• **What is needed**: Each line from the one containing "response_format = point(x, y)" through the end of the entries below should be transcribed exactly, and no other line.

• **Entries supplied**:
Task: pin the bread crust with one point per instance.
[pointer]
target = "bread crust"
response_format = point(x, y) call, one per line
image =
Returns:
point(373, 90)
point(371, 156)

• **Task answer**:
response_format = point(x, y) call, one per line
image =
Returns:
point(373, 90)
point(371, 156)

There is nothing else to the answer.